§ **Your objective**
In the advice on getting into math graduate school below, which classes should someone planning on pure math have taken at least?

§ **Text shown**
Definitely get to know your professors well so they can write recommendation letters for you. One way to do that, as paul garrett mentions, is to take reading courses with professors.

It is important which classes you take: For pure math want to have at least taken classes in algebra, real/complex analysis, and topology. Note that if you plan to go to graduate school in applied math, you would want to take classes in programming, real/complex analysis, numerical linear algebra, ODEs/PDEs, and numerical analysis. Also ask your professors for advice on which classes you should take. The classes I have listed are just the bare minimum. By junior/senior year, you should be taking graduate level math courses if you plan to apply to the very best graduate schools.

Research: Although I cannot speak for pure mathematics, if you are planning to go to graduate school in applied math, try to do research with a professor at your school or a summer REU.

GRE: Most Ph.D programs in pure/applied math will require that you take the Math Subject GRE (which is not the same as the general math GRE). Although recommendations will have the most weight on your application, the subject test should not be taken lightly. In order to prepare for it, re-do problems from your calculus and linear algebra textbooks. For the other 25% of the topics on the subject GRE, look for problems in textbooks. Also try the practice tests online.

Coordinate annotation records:
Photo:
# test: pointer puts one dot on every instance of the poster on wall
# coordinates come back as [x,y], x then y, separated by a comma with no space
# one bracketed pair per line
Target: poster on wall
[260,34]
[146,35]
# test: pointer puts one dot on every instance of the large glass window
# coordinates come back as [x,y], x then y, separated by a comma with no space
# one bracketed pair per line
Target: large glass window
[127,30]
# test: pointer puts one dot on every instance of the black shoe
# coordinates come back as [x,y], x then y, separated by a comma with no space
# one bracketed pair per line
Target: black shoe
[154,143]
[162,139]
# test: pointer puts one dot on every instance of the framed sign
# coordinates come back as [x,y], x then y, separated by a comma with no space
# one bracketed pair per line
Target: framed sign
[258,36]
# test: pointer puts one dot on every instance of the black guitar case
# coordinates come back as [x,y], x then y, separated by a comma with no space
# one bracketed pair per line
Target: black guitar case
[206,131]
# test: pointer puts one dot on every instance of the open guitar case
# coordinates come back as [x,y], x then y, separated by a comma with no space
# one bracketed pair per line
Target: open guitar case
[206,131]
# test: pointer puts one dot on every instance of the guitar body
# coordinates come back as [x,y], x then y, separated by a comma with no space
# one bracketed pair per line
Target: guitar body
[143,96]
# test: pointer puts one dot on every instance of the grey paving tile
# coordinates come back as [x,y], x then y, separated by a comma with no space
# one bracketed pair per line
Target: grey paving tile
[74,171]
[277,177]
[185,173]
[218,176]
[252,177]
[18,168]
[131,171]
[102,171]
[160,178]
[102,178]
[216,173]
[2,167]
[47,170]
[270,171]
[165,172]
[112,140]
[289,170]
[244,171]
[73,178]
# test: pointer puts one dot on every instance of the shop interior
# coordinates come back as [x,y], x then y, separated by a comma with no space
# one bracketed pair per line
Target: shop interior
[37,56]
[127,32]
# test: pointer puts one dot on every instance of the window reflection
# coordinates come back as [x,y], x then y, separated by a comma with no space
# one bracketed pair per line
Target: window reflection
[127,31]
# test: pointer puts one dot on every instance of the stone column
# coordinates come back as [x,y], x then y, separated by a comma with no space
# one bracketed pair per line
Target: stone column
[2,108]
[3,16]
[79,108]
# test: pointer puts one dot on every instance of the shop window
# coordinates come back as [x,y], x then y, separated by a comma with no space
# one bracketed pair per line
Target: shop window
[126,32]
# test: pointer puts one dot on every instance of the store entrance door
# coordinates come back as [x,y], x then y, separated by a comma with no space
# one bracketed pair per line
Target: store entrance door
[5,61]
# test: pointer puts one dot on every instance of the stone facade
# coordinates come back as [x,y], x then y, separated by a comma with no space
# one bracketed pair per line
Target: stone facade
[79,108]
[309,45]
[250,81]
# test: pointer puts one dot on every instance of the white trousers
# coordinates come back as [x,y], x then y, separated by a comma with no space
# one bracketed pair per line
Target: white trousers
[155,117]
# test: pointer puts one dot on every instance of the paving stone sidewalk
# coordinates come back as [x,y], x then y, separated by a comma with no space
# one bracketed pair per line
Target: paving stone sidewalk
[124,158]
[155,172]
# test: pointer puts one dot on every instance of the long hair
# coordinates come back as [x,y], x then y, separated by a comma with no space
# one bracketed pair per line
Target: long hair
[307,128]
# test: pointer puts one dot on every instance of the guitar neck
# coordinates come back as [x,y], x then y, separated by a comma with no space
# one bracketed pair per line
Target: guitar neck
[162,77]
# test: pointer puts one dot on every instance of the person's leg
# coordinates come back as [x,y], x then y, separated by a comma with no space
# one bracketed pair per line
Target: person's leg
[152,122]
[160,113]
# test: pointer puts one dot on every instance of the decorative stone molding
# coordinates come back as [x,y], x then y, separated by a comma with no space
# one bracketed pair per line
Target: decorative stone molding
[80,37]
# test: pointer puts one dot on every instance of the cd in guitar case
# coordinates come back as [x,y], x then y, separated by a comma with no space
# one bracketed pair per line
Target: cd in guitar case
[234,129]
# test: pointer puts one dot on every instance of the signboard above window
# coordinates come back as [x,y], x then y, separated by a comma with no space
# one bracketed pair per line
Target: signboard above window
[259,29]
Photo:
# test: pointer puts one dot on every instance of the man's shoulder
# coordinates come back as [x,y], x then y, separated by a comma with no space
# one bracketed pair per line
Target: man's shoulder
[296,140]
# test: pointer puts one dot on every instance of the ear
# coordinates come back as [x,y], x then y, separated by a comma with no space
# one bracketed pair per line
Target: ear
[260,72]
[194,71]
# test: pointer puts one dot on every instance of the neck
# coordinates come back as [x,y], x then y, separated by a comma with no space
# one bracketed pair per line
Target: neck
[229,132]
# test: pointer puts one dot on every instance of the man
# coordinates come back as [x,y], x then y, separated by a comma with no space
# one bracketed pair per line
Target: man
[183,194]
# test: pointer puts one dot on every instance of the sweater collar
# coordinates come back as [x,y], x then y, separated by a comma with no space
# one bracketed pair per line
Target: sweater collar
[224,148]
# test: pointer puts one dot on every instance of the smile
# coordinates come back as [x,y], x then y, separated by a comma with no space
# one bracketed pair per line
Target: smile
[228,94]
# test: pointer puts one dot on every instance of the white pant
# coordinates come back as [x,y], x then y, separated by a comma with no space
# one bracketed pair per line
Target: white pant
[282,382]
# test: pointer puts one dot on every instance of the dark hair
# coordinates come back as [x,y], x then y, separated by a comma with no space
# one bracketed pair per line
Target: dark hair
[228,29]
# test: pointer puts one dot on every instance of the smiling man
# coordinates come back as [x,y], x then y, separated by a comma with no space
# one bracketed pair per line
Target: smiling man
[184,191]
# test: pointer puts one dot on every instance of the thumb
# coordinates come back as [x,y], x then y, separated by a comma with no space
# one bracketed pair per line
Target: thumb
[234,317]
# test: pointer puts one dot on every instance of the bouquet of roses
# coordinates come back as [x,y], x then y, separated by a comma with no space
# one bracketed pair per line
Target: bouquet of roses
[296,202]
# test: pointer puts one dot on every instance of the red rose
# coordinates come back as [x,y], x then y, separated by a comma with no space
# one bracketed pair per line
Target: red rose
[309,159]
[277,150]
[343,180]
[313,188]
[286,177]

§ **Task result**
Algebra, real/complex analysis, and topology.